◆ Passage given

☆ ☆ ☆ ☆ ☆ ☆ ☆

Tuesday, November 13, 2007

Letter to the Wisconsin DNR regarding the Green-breasted Mango

Date: Tue, 13 Nov 2007 19:55:15 -0800 (PST)

From: birdingisnotacrime@yahoo.com

Subject: Tip on wild bird capture

To: LE.Hotline@dnr.state.wi.us
CC: lawreception@illinois.gov

Dear Wisconsin DNR:

We wish to make an anonymous tip regarding an illegal capture of a migratory wild bird.

Sometime on or before November 7, 2007, representatives of the Wisconsin Humane Society illegally captured a healthy and wild bird, specifically a Green-breasted Mango that had been safely living near Beloit for at least several weeks.

We submit that this capture was performed without the proper federal permit, in violation of the Migratory Bird Treaty Act. Regardless of the position taken by the Humane Society, Green-breasted Mango fits all of the statutory requirements for protection by the MBTA, and is therefore protected by federal law.

☆ ☆ ☆ ☆ ☆ ☆ ☆

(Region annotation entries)
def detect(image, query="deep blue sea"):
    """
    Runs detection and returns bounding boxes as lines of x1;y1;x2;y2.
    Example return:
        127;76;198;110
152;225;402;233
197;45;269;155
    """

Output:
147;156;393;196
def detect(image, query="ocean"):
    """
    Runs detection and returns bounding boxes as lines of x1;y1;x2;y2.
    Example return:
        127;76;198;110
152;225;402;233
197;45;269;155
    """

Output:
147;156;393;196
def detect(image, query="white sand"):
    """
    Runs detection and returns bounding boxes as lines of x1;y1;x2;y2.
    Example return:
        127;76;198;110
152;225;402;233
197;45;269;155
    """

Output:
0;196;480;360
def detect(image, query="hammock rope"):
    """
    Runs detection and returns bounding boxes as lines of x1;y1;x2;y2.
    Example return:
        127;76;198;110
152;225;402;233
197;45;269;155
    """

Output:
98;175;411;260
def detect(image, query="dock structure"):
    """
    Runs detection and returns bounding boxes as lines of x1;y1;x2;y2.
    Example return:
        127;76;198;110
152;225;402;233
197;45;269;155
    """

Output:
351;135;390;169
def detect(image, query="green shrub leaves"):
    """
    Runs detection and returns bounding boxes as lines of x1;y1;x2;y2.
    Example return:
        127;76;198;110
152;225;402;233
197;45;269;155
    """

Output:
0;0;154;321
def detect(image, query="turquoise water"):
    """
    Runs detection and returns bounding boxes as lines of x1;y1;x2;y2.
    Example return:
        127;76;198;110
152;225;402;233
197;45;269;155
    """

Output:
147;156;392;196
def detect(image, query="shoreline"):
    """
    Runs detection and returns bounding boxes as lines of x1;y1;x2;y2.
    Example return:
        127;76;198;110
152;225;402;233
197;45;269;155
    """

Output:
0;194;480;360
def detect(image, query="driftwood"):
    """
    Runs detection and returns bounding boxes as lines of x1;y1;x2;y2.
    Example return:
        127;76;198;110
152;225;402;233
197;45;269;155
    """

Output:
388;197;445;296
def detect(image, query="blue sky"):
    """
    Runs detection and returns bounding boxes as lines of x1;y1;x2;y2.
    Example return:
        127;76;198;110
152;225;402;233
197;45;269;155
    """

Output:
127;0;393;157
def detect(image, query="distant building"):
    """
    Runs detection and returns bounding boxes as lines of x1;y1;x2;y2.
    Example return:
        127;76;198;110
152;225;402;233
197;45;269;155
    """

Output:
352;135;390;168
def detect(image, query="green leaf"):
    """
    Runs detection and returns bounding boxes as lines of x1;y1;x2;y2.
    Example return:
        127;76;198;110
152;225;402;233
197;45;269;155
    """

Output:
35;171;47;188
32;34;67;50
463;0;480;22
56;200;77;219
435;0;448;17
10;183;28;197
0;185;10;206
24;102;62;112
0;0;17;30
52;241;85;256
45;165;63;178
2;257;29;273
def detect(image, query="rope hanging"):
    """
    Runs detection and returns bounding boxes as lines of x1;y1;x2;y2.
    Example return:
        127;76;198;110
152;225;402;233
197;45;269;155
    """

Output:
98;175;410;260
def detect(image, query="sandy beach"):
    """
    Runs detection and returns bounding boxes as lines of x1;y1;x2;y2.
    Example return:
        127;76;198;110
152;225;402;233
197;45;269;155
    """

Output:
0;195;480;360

☆ ☆ ☆ ☆ ☆ ☆ ☆

Give every email address that appears in the letter about the Green-breasted Mango above, in order of appearance.

◆ Result of this exercise
birdingisnotacrime@yahoo.com
LE.Hotline@dnr.state.wi.us
lawreception@illinois.gov